## PROVIDED ENTRIES
-------------------------

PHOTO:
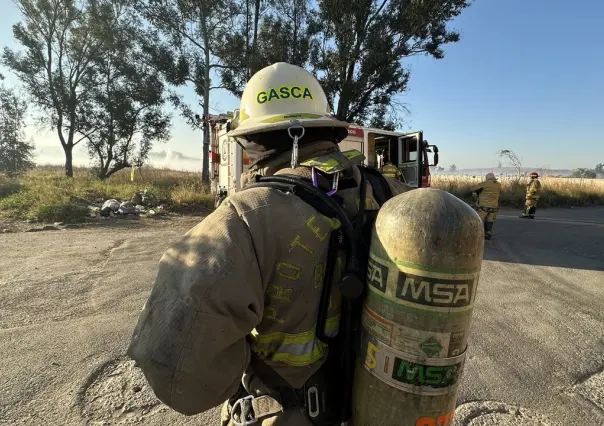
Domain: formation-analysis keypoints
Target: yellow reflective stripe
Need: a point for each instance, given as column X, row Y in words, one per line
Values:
column 287, row 117
column 301, row 360
column 299, row 349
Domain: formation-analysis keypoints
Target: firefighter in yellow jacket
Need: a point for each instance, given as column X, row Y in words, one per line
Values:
column 245, row 283
column 487, row 204
column 389, row 169
column 533, row 192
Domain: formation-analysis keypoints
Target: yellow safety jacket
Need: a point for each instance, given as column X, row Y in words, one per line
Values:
column 533, row 190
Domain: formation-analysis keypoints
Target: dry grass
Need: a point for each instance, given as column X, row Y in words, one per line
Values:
column 46, row 194
column 556, row 192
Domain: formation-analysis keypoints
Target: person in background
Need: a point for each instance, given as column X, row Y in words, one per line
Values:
column 533, row 192
column 487, row 194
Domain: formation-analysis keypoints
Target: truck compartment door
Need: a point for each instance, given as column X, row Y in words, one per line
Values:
column 410, row 161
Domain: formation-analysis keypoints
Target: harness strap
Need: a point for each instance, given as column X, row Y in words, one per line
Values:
column 249, row 409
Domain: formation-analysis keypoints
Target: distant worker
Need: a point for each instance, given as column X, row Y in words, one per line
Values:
column 487, row 202
column 533, row 192
column 390, row 170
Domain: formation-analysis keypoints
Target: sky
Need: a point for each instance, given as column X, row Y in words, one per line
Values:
column 526, row 76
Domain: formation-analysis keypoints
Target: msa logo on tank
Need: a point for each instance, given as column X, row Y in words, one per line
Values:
column 435, row 292
column 422, row 290
column 283, row 92
column 433, row 376
column 377, row 274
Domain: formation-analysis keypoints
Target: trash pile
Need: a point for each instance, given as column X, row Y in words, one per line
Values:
column 133, row 208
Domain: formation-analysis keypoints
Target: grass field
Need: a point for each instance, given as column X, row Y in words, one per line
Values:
column 47, row 195
column 556, row 192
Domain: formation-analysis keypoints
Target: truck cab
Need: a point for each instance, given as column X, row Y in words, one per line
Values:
column 228, row 160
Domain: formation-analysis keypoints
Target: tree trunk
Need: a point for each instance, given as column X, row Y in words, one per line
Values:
column 205, row 173
column 68, row 160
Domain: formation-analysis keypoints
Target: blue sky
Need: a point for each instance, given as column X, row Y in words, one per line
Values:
column 526, row 76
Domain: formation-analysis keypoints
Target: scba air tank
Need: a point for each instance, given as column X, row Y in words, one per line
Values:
column 425, row 258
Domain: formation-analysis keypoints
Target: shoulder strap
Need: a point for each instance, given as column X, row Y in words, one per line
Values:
column 381, row 190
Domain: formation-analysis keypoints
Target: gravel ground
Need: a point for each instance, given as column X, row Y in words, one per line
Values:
column 70, row 298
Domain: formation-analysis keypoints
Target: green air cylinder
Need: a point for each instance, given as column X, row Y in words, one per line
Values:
column 424, row 262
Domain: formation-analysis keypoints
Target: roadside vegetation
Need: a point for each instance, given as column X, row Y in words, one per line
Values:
column 556, row 192
column 47, row 195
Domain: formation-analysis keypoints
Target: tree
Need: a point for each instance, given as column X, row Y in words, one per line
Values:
column 358, row 48
column 583, row 173
column 279, row 34
column 15, row 151
column 192, row 32
column 123, row 115
column 56, row 64
column 513, row 159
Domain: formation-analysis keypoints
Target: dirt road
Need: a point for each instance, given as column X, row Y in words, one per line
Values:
column 69, row 300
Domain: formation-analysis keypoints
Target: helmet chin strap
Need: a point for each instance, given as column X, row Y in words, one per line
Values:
column 295, row 127
column 296, row 132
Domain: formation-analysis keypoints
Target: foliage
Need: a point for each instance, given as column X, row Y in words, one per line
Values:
column 46, row 195
column 584, row 173
column 124, row 115
column 55, row 65
column 15, row 151
column 356, row 48
column 192, row 31
column 267, row 32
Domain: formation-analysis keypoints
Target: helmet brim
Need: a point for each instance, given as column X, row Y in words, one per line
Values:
column 283, row 121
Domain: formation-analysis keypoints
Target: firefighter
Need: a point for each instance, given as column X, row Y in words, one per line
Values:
column 390, row 170
column 487, row 194
column 235, row 300
column 533, row 192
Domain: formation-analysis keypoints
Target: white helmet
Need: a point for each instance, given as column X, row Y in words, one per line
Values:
column 277, row 95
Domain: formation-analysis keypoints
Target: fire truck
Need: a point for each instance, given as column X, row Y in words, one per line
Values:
column 228, row 160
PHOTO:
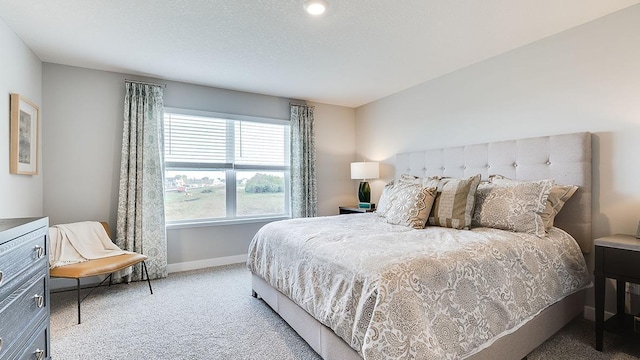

-------------------------

## PROBLEM TO SOLVE
Your task is an exact transcription of all the data, minus the pictures.

## TASK SOLUTION
PHOTO:
Domain: formation-analysis keypoints
Target: yellow reflective stripe
Need: a point for each instance, given as column X, row Y in words, one per line
Values:
column 287, row 117
column 301, row 360
column 299, row 349
Domain: formation-analysis keypoints
Target: firefighter in yellow jacket
Need: a point for each instance, given as column X, row Y in words, one per line
Values:
column 245, row 283
column 487, row 204
column 389, row 169
column 533, row 192
Domain: formation-analysis keypoints
Target: yellow safety jacket
Need: a point for each instance, given as column X, row Y in words, one per line
Values:
column 533, row 190
Domain: formation-analysis keypoints
Target: dry grass
Need: a point for each instance, given as column X, row Y in words, one per line
Values:
column 46, row 194
column 556, row 192
Domain: formation-analysis keypoints
Target: person in background
Need: a point for each instance, given as column X, row Y in words, one per line
Values:
column 533, row 192
column 487, row 194
Domain: formation-analysis keypoints
Target: truck compartment door
Need: a point for each instance, given as column X, row Y in words, one per line
Values:
column 410, row 161
Domain: formation-analysis keypoints
Target: harness strap
Need: a point for each instance, given as column X, row Y in words, one per line
Values:
column 249, row 409
Domain: formation-analysis keypoints
Target: distant worker
Need: a point for each instance, given as column X, row Y in words, one per line
Values:
column 487, row 202
column 533, row 192
column 390, row 170
Domain: formation-analysis keypoints
Target: sky
Need: a point for each instance, given as column X, row Y in words, one per line
Values:
column 526, row 76
Domain: formation-analysis keypoints
Target: msa logo on tank
Need: a point for each instance, given as column X, row Y in words, one per line
Values:
column 435, row 292
column 422, row 290
column 283, row 92
column 433, row 376
column 377, row 274
Domain: formation-analysis keypoints
Target: trash pile
Need: a point for each instance, given as column X, row Y in words, one per line
Values:
column 133, row 208
Domain: formation-analysis keypoints
Target: grass field
Need: a point for each instance, given as column X, row Y in words, one per line
Values:
column 47, row 195
column 556, row 192
Domain: formation-analysis keypoints
Target: truck cab
Need: a point for each instance, given as column X, row Y in words, one per line
Values:
column 228, row 160
Domain: formation-analysis keypoints
Target: tree trunk
Need: a point for each instance, given as column X, row Y in words, one per line
Values:
column 205, row 173
column 68, row 160
Domain: formation-analysis keypoints
Target: blue sky
Need: a point for each instance, given as column X, row Y in words, one per line
Values:
column 526, row 76
Domain: formation-analysis keypoints
Target: scba air tank
Need: a point for each instance, given as column X, row Y in words, one per line
Values:
column 425, row 258
Domain: formation-analysis keypoints
Target: shoulder strap
Need: a point for each instance, given as column X, row Y in words, one per line
Values:
column 381, row 190
Domain: formation-analysis keypoints
Target: gravel ground
Need: a point for each instance, given as column X, row Y in words, one per line
Values:
column 70, row 298
Domain: formation-analysis keypoints
Target: green air cylinder
Need: a point for each instance, given as column X, row Y in words, one per line
Values:
column 424, row 262
Domain: formation-analysis keypoints
Target: roadside vegetation
Need: a point for each instance, given as column X, row Y in words, one per line
Values:
column 556, row 192
column 47, row 195
Domain: formation-analysis keypoints
Target: tree
Need: a point for each instance, given as column X, row Y in words, one per line
Values:
column 358, row 48
column 583, row 173
column 279, row 34
column 15, row 151
column 192, row 32
column 123, row 115
column 56, row 64
column 513, row 159
Domain: formation-analysis keypoints
Target: dirt road
Need: a point for each instance, given as column X, row Y in words, one per line
Values:
column 69, row 300
Domain: formation-analysis keypoints
Target: helmet chin strap
Need: a point for each instance, given as column X, row Y in words, one per line
Values:
column 295, row 127
column 296, row 132
Domain: formation-analysis keypoints
Target: foliage
Need: a point for each instance, given as column X, row Y in words, one per line
Values:
column 46, row 195
column 584, row 173
column 124, row 115
column 55, row 65
column 15, row 151
column 356, row 48
column 192, row 31
column 267, row 32
Domain: formation-analysis keypoints
Target: helmet brim
Need: a point for each instance, given as column X, row Y in words, one per line
Values:
column 283, row 121
Domain: formation-analysis keypoints
Target: firefighter
Need: a point for each instance, given as column X, row Y in words, one per line
Values:
column 390, row 170
column 487, row 194
column 235, row 300
column 533, row 192
Domain: formation-analysis keypoints
Target: white helmet
Need: a point for each instance, given as column X, row Y in words, one per line
Values:
column 277, row 95
Domain: formation-analysis keypoints
Target: fire truck
Need: a point for each instance, given as column X, row Y in words, one per line
Values:
column 228, row 160
PHOTO:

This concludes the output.